→ The problem
Output exactly the lines from the line with "of the mist" through the end of the records below. Include nothing else.

→ Records for this task

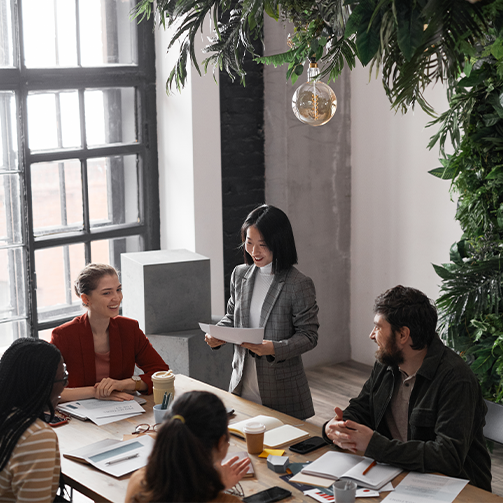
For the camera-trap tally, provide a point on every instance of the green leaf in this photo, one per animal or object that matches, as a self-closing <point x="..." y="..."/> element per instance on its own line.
<point x="495" y="173"/>
<point x="497" y="49"/>
<point x="443" y="173"/>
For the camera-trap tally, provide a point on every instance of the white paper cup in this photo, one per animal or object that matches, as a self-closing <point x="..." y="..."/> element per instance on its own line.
<point x="254" y="434"/>
<point x="163" y="381"/>
<point x="344" y="491"/>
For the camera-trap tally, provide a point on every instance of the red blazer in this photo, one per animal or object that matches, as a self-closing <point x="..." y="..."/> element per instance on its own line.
<point x="128" y="346"/>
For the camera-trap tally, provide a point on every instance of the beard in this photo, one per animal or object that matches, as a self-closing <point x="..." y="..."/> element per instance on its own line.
<point x="390" y="354"/>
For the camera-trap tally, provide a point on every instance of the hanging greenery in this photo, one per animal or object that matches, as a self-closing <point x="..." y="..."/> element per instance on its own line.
<point x="471" y="301"/>
<point x="413" y="43"/>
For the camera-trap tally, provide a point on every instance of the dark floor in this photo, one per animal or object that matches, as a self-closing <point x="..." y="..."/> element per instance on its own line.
<point x="336" y="384"/>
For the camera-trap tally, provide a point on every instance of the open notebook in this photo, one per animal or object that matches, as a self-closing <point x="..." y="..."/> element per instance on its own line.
<point x="339" y="465"/>
<point x="277" y="434"/>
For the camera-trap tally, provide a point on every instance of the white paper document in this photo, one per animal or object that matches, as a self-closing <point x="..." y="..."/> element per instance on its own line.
<point x="234" y="335"/>
<point x="124" y="457"/>
<point x="426" y="488"/>
<point x="102" y="411"/>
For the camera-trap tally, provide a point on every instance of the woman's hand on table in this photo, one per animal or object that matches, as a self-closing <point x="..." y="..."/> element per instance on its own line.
<point x="107" y="386"/>
<point x="232" y="471"/>
<point x="116" y="396"/>
<point x="212" y="341"/>
<point x="264" y="349"/>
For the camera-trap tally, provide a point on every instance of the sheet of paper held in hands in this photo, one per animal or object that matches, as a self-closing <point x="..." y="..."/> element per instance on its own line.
<point x="103" y="412"/>
<point x="426" y="488"/>
<point x="234" y="335"/>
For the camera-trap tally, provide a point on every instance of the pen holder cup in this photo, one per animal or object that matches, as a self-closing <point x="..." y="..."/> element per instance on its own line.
<point x="163" y="382"/>
<point x="344" y="491"/>
<point x="159" y="413"/>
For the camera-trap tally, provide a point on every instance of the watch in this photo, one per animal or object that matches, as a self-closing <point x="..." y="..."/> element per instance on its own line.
<point x="137" y="382"/>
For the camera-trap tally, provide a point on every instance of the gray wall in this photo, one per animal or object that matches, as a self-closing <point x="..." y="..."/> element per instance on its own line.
<point x="308" y="175"/>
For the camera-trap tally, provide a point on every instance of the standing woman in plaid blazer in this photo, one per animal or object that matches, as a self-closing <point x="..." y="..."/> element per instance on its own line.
<point x="267" y="291"/>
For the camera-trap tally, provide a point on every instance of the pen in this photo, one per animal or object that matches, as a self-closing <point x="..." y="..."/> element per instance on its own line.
<point x="122" y="459"/>
<point x="369" y="467"/>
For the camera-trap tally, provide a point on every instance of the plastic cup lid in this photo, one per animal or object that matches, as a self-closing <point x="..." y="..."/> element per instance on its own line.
<point x="254" y="427"/>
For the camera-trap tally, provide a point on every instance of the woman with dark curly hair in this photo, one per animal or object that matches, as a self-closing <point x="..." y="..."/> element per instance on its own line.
<point x="32" y="378"/>
<point x="185" y="465"/>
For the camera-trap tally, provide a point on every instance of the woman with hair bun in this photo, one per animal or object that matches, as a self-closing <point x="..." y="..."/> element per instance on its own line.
<point x="267" y="291"/>
<point x="185" y="465"/>
<point x="32" y="378"/>
<point x="100" y="347"/>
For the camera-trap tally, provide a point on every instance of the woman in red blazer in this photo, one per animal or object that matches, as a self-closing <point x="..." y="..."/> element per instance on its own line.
<point x="100" y="348"/>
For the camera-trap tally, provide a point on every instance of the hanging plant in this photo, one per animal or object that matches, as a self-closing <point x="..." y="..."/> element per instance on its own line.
<point x="471" y="301"/>
<point x="413" y="43"/>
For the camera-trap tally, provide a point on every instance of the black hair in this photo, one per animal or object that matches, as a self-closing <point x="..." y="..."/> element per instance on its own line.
<point x="27" y="372"/>
<point x="277" y="232"/>
<point x="180" y="468"/>
<point x="407" y="307"/>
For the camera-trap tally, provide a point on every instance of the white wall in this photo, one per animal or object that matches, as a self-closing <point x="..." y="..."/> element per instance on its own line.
<point x="190" y="187"/>
<point x="402" y="218"/>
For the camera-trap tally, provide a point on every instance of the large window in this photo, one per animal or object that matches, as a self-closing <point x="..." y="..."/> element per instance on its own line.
<point x="78" y="160"/>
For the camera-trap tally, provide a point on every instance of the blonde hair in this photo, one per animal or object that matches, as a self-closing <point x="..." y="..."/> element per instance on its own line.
<point x="88" y="278"/>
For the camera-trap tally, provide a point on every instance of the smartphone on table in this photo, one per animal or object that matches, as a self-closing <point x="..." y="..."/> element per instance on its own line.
<point x="308" y="445"/>
<point x="270" y="495"/>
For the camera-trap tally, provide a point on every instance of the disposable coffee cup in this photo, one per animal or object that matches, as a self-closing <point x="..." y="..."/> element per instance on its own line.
<point x="159" y="413"/>
<point x="163" y="381"/>
<point x="344" y="491"/>
<point x="254" y="434"/>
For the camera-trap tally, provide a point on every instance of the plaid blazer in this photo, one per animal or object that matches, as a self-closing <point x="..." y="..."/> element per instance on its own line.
<point x="290" y="319"/>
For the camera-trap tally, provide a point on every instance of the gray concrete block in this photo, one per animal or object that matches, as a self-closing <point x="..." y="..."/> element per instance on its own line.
<point x="187" y="353"/>
<point x="166" y="290"/>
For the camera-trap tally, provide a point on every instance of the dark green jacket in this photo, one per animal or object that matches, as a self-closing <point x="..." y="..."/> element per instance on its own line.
<point x="446" y="419"/>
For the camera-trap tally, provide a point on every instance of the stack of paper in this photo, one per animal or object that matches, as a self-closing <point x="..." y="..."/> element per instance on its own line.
<point x="102" y="411"/>
<point x="277" y="434"/>
<point x="115" y="457"/>
<point x="337" y="465"/>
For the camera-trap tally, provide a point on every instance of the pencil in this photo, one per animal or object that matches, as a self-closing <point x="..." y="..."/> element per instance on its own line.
<point x="369" y="467"/>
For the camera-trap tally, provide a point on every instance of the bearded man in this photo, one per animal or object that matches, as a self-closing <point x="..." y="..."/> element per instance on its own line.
<point x="422" y="408"/>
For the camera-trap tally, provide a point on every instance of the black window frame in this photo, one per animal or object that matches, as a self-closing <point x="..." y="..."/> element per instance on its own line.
<point x="142" y="77"/>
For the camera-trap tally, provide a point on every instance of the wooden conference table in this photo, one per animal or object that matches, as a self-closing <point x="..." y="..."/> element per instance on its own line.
<point x="103" y="488"/>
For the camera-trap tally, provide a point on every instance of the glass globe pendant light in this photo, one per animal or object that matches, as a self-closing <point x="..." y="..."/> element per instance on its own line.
<point x="314" y="102"/>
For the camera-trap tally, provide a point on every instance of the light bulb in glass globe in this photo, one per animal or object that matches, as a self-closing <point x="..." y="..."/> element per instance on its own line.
<point x="314" y="102"/>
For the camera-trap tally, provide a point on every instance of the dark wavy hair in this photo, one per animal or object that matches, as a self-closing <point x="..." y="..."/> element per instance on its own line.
<point x="27" y="372"/>
<point x="277" y="232"/>
<point x="403" y="306"/>
<point x="180" y="468"/>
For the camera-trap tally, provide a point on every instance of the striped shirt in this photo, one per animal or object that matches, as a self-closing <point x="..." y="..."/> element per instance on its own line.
<point x="32" y="472"/>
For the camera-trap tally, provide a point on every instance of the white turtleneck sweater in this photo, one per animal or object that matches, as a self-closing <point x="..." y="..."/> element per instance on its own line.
<point x="263" y="280"/>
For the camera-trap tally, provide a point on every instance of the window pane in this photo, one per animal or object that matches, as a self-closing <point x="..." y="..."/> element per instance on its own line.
<point x="8" y="132"/>
<point x="10" y="210"/>
<point x="10" y="332"/>
<point x="57" y="197"/>
<point x="110" y="116"/>
<point x="6" y="45"/>
<point x="57" y="268"/>
<point x="109" y="251"/>
<point x="12" y="284"/>
<point x="107" y="34"/>
<point x="53" y="120"/>
<point x="49" y="33"/>
<point x="113" y="190"/>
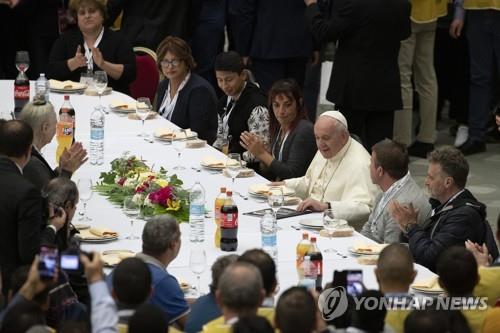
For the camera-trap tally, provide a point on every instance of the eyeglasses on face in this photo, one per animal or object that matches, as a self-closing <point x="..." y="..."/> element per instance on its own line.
<point x="173" y="63"/>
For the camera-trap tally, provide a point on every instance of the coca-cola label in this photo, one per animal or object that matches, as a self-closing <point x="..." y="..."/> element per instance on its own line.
<point x="21" y="92"/>
<point x="229" y="220"/>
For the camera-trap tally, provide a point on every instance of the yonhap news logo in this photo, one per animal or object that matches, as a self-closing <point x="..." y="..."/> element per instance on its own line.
<point x="334" y="302"/>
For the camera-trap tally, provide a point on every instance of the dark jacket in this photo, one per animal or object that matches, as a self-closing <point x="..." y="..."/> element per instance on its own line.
<point x="365" y="74"/>
<point x="195" y="107"/>
<point x="250" y="98"/>
<point x="453" y="223"/>
<point x="298" y="151"/>
<point x="115" y="48"/>
<point x="21" y="227"/>
<point x="39" y="172"/>
<point x="272" y="29"/>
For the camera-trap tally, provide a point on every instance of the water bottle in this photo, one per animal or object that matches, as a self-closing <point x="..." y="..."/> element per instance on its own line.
<point x="42" y="87"/>
<point x="197" y="213"/>
<point x="268" y="229"/>
<point x="97" y="137"/>
<point x="309" y="279"/>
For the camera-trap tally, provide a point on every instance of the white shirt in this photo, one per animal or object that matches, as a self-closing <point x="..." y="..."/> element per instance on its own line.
<point x="168" y="104"/>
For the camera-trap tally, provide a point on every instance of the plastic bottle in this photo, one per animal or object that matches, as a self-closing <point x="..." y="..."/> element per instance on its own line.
<point x="302" y="248"/>
<point x="229" y="224"/>
<point x="308" y="280"/>
<point x="197" y="213"/>
<point x="21" y="91"/>
<point x="219" y="202"/>
<point x="268" y="231"/>
<point x="64" y="134"/>
<point x="42" y="88"/>
<point x="97" y="137"/>
<point x="317" y="260"/>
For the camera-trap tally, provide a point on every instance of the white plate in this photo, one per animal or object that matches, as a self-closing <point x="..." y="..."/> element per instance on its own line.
<point x="351" y="249"/>
<point x="312" y="223"/>
<point x="191" y="135"/>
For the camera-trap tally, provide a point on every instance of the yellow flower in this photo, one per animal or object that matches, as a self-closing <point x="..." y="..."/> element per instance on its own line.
<point x="161" y="182"/>
<point x="174" y="205"/>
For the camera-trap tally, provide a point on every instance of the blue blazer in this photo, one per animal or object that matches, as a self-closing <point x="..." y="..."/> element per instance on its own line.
<point x="196" y="107"/>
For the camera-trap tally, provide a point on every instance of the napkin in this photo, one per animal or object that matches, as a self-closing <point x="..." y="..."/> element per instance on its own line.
<point x="430" y="284"/>
<point x="62" y="85"/>
<point x="369" y="248"/>
<point x="103" y="232"/>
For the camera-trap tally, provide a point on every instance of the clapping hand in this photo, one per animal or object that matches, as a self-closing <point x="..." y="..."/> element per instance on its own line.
<point x="71" y="159"/>
<point x="252" y="143"/>
<point x="404" y="215"/>
<point x="78" y="60"/>
<point x="97" y="56"/>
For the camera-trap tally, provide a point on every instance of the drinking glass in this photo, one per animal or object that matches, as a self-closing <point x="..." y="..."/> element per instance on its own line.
<point x="131" y="208"/>
<point x="330" y="225"/>
<point x="179" y="145"/>
<point x="85" y="192"/>
<point x="275" y="199"/>
<point x="143" y="106"/>
<point x="22" y="61"/>
<point x="100" y="82"/>
<point x="197" y="264"/>
<point x="233" y="165"/>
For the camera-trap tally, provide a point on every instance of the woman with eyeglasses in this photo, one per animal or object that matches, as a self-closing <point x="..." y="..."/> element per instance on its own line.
<point x="292" y="141"/>
<point x="183" y="97"/>
<point x="92" y="47"/>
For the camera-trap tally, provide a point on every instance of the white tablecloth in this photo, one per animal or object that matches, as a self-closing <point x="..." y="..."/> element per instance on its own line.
<point x="121" y="135"/>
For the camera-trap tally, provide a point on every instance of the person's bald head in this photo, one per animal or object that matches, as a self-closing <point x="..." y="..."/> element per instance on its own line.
<point x="240" y="288"/>
<point x="395" y="270"/>
<point x="331" y="135"/>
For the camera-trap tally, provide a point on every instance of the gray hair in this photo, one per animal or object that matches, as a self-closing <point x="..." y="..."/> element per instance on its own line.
<point x="36" y="114"/>
<point x="60" y="190"/>
<point x="159" y="234"/>
<point x="240" y="287"/>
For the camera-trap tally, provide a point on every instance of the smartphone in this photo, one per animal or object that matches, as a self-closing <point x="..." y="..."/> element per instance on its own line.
<point x="70" y="260"/>
<point x="48" y="262"/>
<point x="354" y="282"/>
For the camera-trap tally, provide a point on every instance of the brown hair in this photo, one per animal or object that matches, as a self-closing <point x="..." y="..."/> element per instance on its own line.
<point x="74" y="5"/>
<point x="290" y="89"/>
<point x="452" y="162"/>
<point x="392" y="157"/>
<point x="179" y="48"/>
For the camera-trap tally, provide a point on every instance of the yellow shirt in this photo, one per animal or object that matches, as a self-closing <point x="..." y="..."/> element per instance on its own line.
<point x="482" y="4"/>
<point x="218" y="325"/>
<point x="396" y="319"/>
<point x="426" y="11"/>
<point x="488" y="285"/>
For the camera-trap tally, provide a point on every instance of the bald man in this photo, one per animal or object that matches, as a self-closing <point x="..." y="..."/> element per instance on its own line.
<point x="339" y="175"/>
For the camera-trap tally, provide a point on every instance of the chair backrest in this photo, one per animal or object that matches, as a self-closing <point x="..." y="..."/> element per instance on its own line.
<point x="147" y="75"/>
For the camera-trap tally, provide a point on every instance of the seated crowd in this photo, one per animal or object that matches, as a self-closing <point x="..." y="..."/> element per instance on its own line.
<point x="320" y="159"/>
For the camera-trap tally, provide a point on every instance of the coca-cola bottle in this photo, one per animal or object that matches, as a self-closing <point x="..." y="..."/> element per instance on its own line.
<point x="229" y="224"/>
<point x="22" y="83"/>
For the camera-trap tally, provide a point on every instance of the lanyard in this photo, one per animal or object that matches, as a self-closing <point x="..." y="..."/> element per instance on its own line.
<point x="280" y="153"/>
<point x="88" y="51"/>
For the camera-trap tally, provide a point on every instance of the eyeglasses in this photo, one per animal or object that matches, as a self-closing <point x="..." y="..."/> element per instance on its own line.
<point x="172" y="63"/>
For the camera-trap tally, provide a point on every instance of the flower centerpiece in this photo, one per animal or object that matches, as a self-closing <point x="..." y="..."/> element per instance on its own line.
<point x="157" y="192"/>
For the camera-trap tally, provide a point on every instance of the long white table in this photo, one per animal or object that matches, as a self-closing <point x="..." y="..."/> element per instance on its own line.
<point x="121" y="135"/>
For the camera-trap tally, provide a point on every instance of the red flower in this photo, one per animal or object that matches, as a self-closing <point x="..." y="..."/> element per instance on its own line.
<point x="160" y="197"/>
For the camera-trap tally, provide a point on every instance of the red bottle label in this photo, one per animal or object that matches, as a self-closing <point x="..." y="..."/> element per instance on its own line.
<point x="229" y="220"/>
<point x="21" y="92"/>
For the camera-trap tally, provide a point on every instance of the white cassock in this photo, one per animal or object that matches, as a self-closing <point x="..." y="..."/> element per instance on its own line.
<point x="343" y="181"/>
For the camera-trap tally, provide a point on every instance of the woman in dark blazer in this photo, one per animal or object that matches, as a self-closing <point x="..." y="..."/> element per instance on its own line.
<point x="185" y="98"/>
<point x="293" y="145"/>
<point x="92" y="47"/>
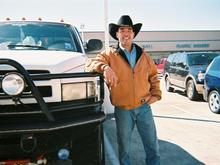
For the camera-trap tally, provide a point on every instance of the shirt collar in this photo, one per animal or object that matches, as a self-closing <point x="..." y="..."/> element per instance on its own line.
<point x="125" y="50"/>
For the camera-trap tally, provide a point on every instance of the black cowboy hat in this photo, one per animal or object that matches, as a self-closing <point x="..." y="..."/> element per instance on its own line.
<point x="125" y="20"/>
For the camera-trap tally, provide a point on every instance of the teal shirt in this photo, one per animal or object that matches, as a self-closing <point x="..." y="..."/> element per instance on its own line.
<point x="131" y="56"/>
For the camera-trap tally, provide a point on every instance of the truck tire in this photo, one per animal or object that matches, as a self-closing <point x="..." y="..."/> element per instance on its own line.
<point x="89" y="150"/>
<point x="191" y="92"/>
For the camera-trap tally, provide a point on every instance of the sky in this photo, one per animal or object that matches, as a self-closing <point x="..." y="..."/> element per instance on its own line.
<point x="155" y="15"/>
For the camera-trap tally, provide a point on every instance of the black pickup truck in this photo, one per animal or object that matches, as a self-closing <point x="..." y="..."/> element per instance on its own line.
<point x="50" y="109"/>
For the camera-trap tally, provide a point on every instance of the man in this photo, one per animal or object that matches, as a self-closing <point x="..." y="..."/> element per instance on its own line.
<point x="131" y="76"/>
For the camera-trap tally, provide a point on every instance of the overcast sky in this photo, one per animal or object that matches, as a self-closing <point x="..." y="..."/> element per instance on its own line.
<point x="154" y="14"/>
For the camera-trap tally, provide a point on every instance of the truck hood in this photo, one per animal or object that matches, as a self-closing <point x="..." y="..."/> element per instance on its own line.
<point x="53" y="61"/>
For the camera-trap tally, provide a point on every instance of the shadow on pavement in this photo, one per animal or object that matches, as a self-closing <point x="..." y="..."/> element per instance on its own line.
<point x="171" y="154"/>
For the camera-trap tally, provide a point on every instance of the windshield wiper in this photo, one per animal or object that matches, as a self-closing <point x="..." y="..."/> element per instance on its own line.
<point x="11" y="46"/>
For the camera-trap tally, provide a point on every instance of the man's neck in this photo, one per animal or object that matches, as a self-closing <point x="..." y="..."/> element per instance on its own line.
<point x="126" y="46"/>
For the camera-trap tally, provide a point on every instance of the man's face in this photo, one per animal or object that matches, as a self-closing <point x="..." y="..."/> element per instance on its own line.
<point x="125" y="35"/>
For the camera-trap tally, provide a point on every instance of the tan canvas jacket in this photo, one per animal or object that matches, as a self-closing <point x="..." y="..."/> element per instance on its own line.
<point x="135" y="86"/>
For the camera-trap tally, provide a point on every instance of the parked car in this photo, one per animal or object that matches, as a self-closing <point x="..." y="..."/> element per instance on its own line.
<point x="50" y="109"/>
<point x="185" y="71"/>
<point x="160" y="66"/>
<point x="212" y="85"/>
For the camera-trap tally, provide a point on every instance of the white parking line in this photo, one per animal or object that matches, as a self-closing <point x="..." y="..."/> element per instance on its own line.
<point x="187" y="112"/>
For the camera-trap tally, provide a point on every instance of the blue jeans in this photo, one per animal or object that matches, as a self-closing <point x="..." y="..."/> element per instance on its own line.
<point x="125" y="122"/>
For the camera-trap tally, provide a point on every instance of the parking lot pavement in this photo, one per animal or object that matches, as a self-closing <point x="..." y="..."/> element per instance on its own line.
<point x="188" y="133"/>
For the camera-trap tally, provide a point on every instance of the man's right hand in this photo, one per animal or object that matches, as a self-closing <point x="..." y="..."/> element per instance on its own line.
<point x="110" y="76"/>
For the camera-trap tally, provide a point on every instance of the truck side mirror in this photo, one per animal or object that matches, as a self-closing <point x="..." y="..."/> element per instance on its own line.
<point x="93" y="44"/>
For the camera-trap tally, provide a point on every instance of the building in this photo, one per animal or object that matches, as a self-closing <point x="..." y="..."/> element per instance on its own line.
<point x="161" y="43"/>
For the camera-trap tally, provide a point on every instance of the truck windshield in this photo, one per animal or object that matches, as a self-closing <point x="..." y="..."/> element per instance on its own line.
<point x="37" y="36"/>
<point x="201" y="58"/>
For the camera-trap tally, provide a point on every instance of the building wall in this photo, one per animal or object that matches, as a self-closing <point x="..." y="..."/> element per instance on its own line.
<point x="161" y="43"/>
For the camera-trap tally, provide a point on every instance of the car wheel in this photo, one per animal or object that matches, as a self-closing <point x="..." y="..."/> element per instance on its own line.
<point x="214" y="102"/>
<point x="89" y="149"/>
<point x="167" y="85"/>
<point x="191" y="92"/>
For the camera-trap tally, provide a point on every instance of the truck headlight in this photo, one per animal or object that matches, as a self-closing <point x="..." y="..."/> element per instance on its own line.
<point x="13" y="84"/>
<point x="80" y="90"/>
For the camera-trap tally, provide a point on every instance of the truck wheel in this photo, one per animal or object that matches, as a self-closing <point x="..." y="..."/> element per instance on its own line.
<point x="167" y="85"/>
<point x="214" y="102"/>
<point x="191" y="92"/>
<point x="89" y="150"/>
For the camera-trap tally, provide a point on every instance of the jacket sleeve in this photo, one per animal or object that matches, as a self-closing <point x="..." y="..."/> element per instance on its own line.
<point x="98" y="63"/>
<point x="153" y="79"/>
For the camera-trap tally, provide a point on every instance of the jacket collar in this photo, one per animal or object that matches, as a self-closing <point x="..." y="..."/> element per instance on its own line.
<point x="121" y="52"/>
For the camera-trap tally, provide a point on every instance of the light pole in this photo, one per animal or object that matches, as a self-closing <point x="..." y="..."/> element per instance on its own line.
<point x="82" y="26"/>
<point x="106" y="23"/>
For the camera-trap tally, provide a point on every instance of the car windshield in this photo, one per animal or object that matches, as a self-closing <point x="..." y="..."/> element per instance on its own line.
<point x="37" y="36"/>
<point x="201" y="58"/>
<point x="215" y="66"/>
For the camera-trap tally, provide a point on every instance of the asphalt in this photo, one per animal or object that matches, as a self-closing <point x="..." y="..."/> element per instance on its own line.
<point x="171" y="154"/>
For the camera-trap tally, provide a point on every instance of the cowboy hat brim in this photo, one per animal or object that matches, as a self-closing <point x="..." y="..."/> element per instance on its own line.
<point x="113" y="28"/>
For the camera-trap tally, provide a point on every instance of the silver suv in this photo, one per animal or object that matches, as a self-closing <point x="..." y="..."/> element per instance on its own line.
<point x="185" y="71"/>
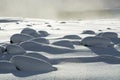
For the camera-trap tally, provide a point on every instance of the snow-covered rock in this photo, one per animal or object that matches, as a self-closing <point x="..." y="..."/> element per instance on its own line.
<point x="26" y="63"/>
<point x="37" y="55"/>
<point x="64" y="43"/>
<point x="96" y="42"/>
<point x="108" y="35"/>
<point x="43" y="33"/>
<point x="7" y="66"/>
<point x="72" y="37"/>
<point x="14" y="49"/>
<point x="88" y="32"/>
<point x="31" y="32"/>
<point x="17" y="38"/>
<point x="40" y="40"/>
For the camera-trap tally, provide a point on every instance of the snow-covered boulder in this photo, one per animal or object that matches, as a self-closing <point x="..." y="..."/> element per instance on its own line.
<point x="40" y="40"/>
<point x="37" y="55"/>
<point x="17" y="38"/>
<point x="43" y="33"/>
<point x="2" y="49"/>
<point x="7" y="66"/>
<point x="31" y="32"/>
<point x="26" y="63"/>
<point x="14" y="49"/>
<point x="88" y="32"/>
<point x="109" y="35"/>
<point x="96" y="42"/>
<point x="64" y="43"/>
<point x="72" y="37"/>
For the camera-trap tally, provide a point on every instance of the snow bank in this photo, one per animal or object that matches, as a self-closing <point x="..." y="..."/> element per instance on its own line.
<point x="64" y="43"/>
<point x="88" y="32"/>
<point x="17" y="38"/>
<point x="38" y="56"/>
<point x="26" y="63"/>
<point x="108" y="35"/>
<point x="96" y="42"/>
<point x="7" y="66"/>
<point x="41" y="40"/>
<point x="2" y="49"/>
<point x="72" y="37"/>
<point x="43" y="33"/>
<point x="35" y="46"/>
<point x="30" y="32"/>
<point x="15" y="49"/>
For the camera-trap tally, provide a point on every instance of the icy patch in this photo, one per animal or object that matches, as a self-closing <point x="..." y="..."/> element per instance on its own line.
<point x="26" y="63"/>
<point x="31" y="32"/>
<point x="96" y="42"/>
<point x="38" y="56"/>
<point x="14" y="49"/>
<point x="40" y="40"/>
<point x="64" y="43"/>
<point x="7" y="66"/>
<point x="17" y="38"/>
<point x="72" y="37"/>
<point x="88" y="32"/>
<point x="109" y="35"/>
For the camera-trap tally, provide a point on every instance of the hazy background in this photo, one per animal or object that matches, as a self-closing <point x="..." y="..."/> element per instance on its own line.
<point x="60" y="9"/>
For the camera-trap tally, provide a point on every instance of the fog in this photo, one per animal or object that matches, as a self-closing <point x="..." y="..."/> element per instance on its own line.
<point x="60" y="9"/>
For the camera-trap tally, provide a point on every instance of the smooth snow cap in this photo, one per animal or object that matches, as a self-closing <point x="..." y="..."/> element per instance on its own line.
<point x="72" y="37"/>
<point x="109" y="35"/>
<point x="64" y="43"/>
<point x="7" y="66"/>
<point x="26" y="63"/>
<point x="31" y="32"/>
<point x="17" y="38"/>
<point x="96" y="42"/>
<point x="88" y="32"/>
<point x="43" y="33"/>
<point x="15" y="49"/>
<point x="38" y="56"/>
<point x="40" y="40"/>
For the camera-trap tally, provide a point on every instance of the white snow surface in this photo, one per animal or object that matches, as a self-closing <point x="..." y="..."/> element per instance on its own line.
<point x="96" y="62"/>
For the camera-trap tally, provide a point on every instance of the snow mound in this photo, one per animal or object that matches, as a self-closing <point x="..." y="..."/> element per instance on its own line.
<point x="17" y="38"/>
<point x="37" y="55"/>
<point x="109" y="35"/>
<point x="31" y="32"/>
<point x="7" y="66"/>
<point x="26" y="63"/>
<point x="2" y="49"/>
<point x="43" y="33"/>
<point x="14" y="49"/>
<point x="64" y="43"/>
<point x="88" y="32"/>
<point x="41" y="40"/>
<point x="72" y="37"/>
<point x="96" y="42"/>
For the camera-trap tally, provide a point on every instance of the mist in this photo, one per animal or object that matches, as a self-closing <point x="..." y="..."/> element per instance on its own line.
<point x="60" y="9"/>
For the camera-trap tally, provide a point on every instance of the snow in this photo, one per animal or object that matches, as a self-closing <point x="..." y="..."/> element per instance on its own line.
<point x="94" y="57"/>
<point x="64" y="43"/>
<point x="26" y="63"/>
<point x="17" y="38"/>
<point x="96" y="42"/>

→ Result of the task
For the camera-trap tally, provide a point on every instance of the mist in this photo, one per animal or object that matches, as a self-closing <point x="..." y="..."/> element per instance on its own line.
<point x="60" y="9"/>
For the camera-trap tally, provide a point on every instance of the snow in this photo, one per animal or object that matches, as a self-closing <point x="..." y="..."/> element per instance on its own line.
<point x="94" y="57"/>
<point x="64" y="43"/>
<point x="26" y="63"/>
<point x="17" y="38"/>
<point x="96" y="42"/>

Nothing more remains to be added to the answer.